### TASK LIST
a – In the polyserase-3 text, which reducing agent was used when incubating the recombinant protein?
b – Pick up the polyserase-3 text after its final sentence and continue writing it.

### TEXT EXCERPT
===============
Polyserase-3 may form active dimers
Some tryptases, which share several features with polyserase-3, can form active tetramers. Moreover, other members of this group of serine proteases, such as mouse mast cell tryptase , are able to degrade the α-chain of fibrinogen when forming tetramers in a similar manner to that shown herein for polyserase-3. On this basis, we hypothesized that two polyserase-3 molecules could associate to produce a protein structurally equivalent to the tetramers formed by this type of tryptases. To evaluate this question, we produced a recombinant protein containing a 6xHisTag tail at the N-terminus. This new recombinant polyserase-3, purified as described in Experimental Procedures, was incubated in the presence or absence of a reducing agent (2-mercaptoethanol) and detected by Western blot using an anti-HisTag antibody (Fig. 6A). The presence of two immunoreactive bands in native conditions and one band of the expected size in the sample containing the denaturing reagent suggested that polyserase-3 forms dimers which seems to be stabilized by disulfide bridges, as reported for the dog mast cell protease-3 . Interestingly, this recombinant 6xHis tagged polyserase-3 degrades fibrinogen similarly to the GST-polyserase-3 protein (Fig. 6B), suggesting that fibrinogen degradation by the fusion protein, could occur once polyserase-3 is released from the GST.
===============
### DATA EXCERPT
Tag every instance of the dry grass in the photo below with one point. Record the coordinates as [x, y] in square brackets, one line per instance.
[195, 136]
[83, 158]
===============
### PER-TASK OUTPUTS
a – 2-mercaptoethanol

b –
Analysis of polyserase-3 expression in human tissues
A cDNA probe specific for human polyserase-3 was used to hybridize Northern blots containing poly(A)+ RNAs from a variety of human fetal and adult tissues, and tumor cell lines (Fig. 7). This analysis showed a band of about 7.5 kb in different adult tissues including liver, heart, testis, ovary, intestine, colon and leukocytes. A band of the same size was observed in all analyzed fetal tissues such as kidney, liver, lung and brain. This transcript was also detected in human cancer cell lines, including HeLa (cervix adenocarcinoma), MOLT-4 (lymphoblastic leukaemia), and SW480 (colon adenocarcinoma). Bioinformatic analysis using different programs available at the NIX tool , predicts a transcript of around 8 kb for this gene, suggesting that the higher band observed in Fig. 7, likely corresponds to a full-length polyserase-3 transcript. However, other transcripts of 5.2 kb and 4.2 kb were observed at placenta, testis, HeLa and MOLT-4 cells. The presence of these transcripts of smaller size suggests that the polyserase-3 gene could also be regulated through alternative splicing events which may produce a protein without one of its serine protease domains. This mRNA processing of a multidomain protease has also been described for polyserases -1 and -2 [3,9].